Problem statement
Please resume the EP review below, carrying it on from its last sentence.

The EP then moves on to the most aggressive of the four tracks with Half Life. Here a Teenage Fanclub influence would take centre stage if it was not for the fact that the bass is too prominent. As such it becomes a beguiling mixture of the prettiness of TFC and the more pugnacious sound of Buffalo Tom all wrapped up in a tempo that displays the nearest this band is ever likely to draw close to 'anything power-pop'.




The final track, Here's What You Could Have Won (see above), is the stand out track of the release and sees the band revert back to their jangly indie-pop default mode. Whilst the tempo of the music and vocal delivery decreases significantly in comparison to the other tracks, their is still that infinitely alluring jangled guitar work infiltrating virtually every moment as the band release the best Fortuna Pop! era Darren Hayman that he Hayman never recorded. This is a truly wonderful track and is free for download at Bandcamp at present as well !

Given entries
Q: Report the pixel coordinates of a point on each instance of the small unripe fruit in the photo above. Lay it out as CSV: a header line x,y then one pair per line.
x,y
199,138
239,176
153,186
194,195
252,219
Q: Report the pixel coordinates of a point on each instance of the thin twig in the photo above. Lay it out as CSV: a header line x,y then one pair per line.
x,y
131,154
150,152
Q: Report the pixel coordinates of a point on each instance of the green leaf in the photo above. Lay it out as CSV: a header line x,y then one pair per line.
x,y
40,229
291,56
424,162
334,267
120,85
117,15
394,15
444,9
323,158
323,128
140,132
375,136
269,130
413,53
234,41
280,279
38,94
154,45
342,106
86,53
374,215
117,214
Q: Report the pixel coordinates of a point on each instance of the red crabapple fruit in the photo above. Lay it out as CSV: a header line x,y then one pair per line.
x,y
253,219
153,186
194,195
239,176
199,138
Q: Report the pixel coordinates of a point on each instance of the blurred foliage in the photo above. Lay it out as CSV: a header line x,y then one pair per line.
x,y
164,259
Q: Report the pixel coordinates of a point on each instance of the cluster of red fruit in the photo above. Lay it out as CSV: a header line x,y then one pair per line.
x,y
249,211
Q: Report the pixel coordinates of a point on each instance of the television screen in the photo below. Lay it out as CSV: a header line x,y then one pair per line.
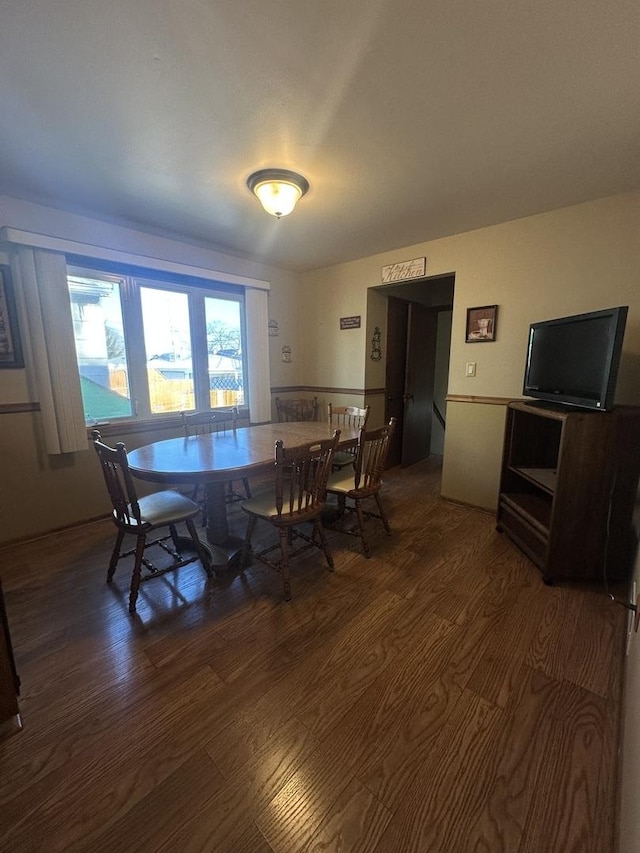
x,y
574,360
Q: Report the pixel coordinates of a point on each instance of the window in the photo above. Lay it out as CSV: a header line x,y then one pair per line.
x,y
148,347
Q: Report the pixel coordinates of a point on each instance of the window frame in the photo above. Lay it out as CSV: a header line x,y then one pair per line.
x,y
132,280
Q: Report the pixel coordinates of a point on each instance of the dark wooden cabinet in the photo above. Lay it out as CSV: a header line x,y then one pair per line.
x,y
9,681
567,489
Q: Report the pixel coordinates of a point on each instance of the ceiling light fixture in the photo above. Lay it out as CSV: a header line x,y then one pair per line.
x,y
278,190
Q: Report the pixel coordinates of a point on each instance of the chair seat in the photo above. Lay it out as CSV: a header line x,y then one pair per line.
x,y
166,507
343,483
263,506
342,459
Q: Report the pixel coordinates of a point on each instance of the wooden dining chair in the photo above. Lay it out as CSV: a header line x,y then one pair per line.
x,y
302,409
297,497
354,486
346,416
142,516
218,421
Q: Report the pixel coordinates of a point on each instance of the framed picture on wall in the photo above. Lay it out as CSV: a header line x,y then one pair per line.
x,y
481,324
10,347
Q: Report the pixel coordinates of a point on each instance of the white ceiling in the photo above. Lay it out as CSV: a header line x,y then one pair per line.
x,y
411,119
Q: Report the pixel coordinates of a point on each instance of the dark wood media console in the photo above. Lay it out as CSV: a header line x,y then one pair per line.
x,y
567,489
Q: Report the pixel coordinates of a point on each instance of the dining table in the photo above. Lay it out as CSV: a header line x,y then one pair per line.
x,y
217,458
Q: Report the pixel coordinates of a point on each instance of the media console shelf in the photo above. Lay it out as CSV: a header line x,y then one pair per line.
x,y
567,489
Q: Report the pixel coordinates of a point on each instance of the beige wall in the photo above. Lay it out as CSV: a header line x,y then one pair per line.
x,y
571,260
568,261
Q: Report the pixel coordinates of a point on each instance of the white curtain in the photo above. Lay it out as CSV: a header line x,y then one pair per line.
x,y
258,355
52,365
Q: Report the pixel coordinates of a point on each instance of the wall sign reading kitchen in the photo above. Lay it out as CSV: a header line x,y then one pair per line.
x,y
404,270
350,322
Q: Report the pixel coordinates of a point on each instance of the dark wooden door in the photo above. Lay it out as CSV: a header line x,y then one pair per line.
x,y
418,383
397,330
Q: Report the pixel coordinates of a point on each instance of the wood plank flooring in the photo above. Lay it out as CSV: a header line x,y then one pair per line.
x,y
437,698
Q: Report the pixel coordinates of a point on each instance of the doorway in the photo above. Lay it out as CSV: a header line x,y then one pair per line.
x,y
419,318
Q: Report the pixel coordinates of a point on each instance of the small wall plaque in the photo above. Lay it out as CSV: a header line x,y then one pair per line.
x,y
404,270
350,322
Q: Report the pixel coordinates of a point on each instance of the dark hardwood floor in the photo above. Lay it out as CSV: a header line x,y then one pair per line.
x,y
437,698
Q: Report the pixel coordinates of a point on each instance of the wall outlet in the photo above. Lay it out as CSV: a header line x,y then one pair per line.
x,y
632,624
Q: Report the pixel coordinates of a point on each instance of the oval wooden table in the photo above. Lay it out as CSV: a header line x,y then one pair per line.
x,y
215,459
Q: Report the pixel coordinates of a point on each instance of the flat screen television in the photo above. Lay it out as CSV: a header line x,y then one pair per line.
x,y
573,361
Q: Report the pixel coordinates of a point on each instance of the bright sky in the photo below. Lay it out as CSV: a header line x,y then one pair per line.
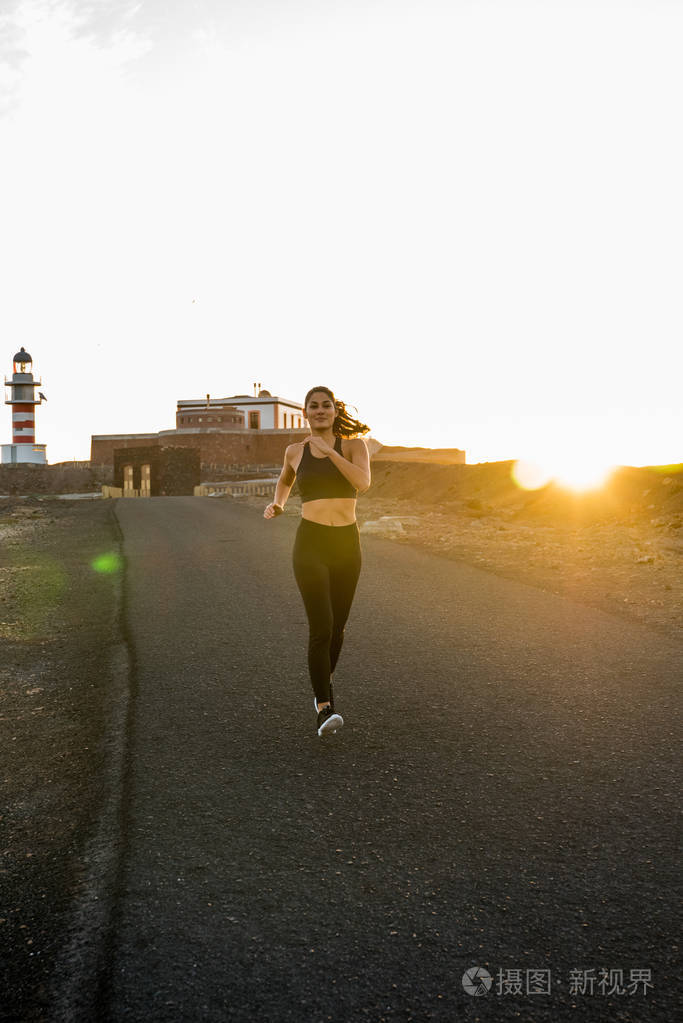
x,y
465,217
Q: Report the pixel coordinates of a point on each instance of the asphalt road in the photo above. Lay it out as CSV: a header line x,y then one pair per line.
x,y
502,795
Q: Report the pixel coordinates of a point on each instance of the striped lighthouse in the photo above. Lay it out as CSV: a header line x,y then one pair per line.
x,y
23,400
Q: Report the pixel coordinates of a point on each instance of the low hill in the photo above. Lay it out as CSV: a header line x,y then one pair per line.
x,y
489,488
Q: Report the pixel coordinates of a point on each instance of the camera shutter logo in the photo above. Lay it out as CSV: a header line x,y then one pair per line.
x,y
476,980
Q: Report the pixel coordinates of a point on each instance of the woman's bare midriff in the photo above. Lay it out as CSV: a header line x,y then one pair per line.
x,y
330,510
327,510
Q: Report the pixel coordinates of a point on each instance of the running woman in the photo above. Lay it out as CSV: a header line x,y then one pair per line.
x,y
330,468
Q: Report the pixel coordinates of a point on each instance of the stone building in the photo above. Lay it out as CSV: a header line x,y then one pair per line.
x,y
240,430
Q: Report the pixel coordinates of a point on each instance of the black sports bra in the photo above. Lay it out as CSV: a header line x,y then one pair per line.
x,y
319,478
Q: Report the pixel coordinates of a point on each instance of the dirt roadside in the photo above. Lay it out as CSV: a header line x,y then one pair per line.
x,y
58,624
618,549
59,606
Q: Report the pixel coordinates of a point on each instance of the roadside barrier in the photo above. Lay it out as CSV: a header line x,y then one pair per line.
x,y
237,488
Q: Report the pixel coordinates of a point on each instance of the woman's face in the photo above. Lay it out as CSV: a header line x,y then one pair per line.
x,y
320,410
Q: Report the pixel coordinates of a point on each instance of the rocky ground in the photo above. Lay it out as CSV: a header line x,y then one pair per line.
x,y
618,549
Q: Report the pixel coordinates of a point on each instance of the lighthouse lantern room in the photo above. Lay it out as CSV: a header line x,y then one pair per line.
x,y
23,399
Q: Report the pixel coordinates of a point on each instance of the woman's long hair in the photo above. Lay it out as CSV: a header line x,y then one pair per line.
x,y
345,425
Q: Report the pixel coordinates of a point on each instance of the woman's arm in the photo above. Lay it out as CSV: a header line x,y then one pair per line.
x,y
284,484
358,470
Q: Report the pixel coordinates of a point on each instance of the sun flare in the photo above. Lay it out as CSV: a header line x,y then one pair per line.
x,y
574,472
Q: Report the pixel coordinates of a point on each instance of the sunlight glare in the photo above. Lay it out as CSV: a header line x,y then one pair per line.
x,y
573,471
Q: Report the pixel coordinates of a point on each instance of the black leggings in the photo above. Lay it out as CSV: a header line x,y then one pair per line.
x,y
327,563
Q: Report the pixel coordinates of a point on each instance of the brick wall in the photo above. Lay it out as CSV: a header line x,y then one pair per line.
x,y
240,447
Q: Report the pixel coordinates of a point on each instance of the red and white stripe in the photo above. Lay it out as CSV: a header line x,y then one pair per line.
x,y
24,424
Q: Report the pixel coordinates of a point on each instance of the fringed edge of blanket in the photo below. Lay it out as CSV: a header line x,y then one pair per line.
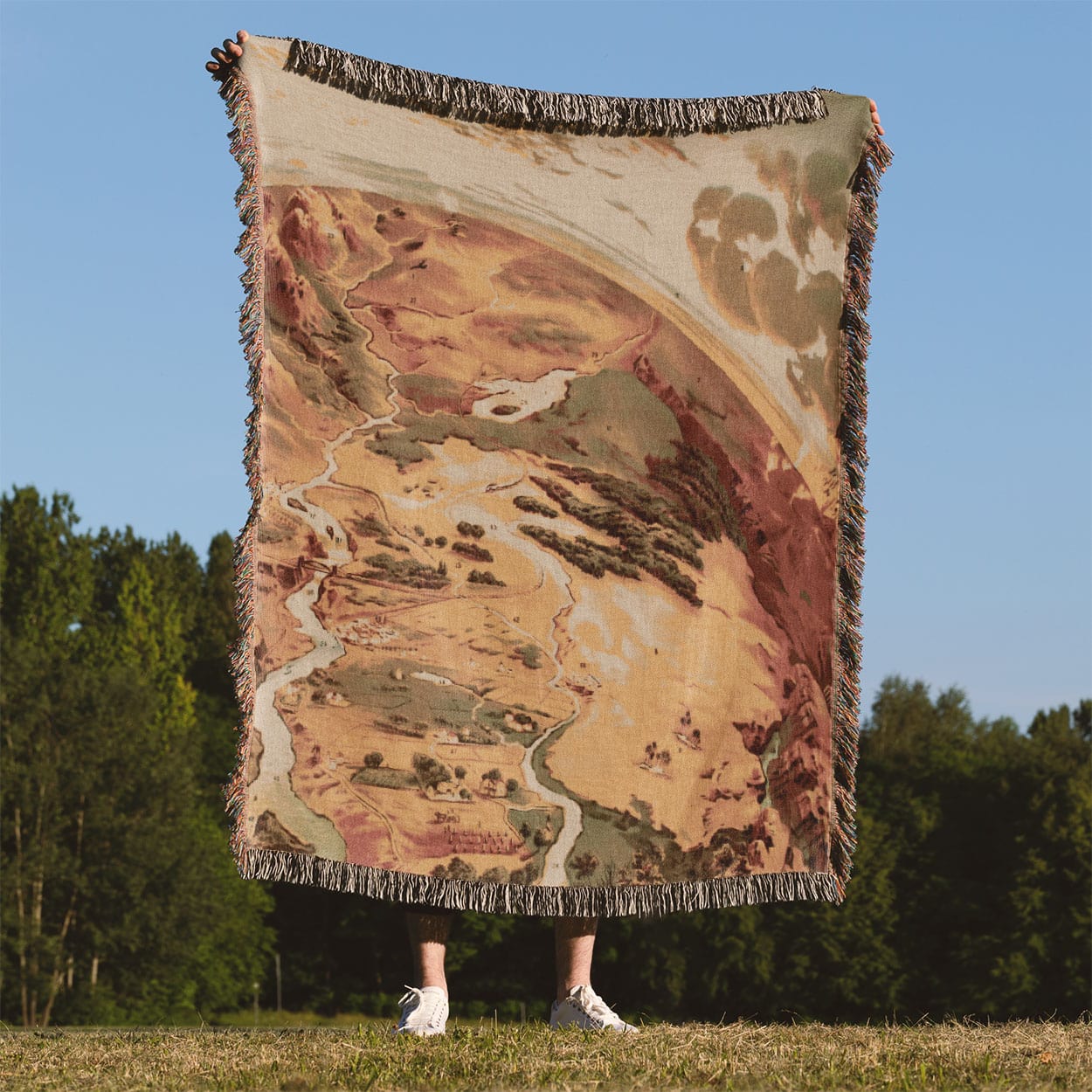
x,y
248,201
637,900
546,110
865,188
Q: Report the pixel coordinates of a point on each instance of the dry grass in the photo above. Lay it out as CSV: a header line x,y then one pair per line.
x,y
950,1055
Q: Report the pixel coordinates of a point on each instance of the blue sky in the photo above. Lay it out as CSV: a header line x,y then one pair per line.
x,y
123,384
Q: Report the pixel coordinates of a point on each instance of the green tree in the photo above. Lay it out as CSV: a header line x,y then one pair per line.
x,y
126,903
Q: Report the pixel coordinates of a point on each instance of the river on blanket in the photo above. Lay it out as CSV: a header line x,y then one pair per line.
x,y
540,598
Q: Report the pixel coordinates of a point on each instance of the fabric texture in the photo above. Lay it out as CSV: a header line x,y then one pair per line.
x,y
549,593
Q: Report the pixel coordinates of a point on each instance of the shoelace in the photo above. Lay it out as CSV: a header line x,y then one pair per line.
x,y
595,1007
411,992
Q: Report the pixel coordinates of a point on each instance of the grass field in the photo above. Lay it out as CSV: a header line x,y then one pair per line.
x,y
743,1055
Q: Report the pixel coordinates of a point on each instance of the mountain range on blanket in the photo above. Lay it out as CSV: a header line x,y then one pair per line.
x,y
549,594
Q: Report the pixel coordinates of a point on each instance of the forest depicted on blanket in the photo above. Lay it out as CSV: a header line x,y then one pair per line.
x,y
549,586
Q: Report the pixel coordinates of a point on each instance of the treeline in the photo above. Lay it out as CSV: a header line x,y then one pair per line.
x,y
121,901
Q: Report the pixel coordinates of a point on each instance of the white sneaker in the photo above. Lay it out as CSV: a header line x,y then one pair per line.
x,y
424,1012
584,1008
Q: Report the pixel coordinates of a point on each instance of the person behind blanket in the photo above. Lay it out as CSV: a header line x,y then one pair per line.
x,y
425,1006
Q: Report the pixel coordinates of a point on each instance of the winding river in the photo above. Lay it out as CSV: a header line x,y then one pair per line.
x,y
272,790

Expected answer
It is perhaps easy to see why The Kites did not quite take off in the early 90's. They missed the 80's jangle-pop glory years in the UK by a few years and were way too pretty to survive the onset of a  Britpop era that celebrated lad culture like none before or after.

However there is certainly a place for such beautiful indie/jangle-pop in the musical oxygen of today and a band like Lost Ships will only help to ensure it stays crystal clear.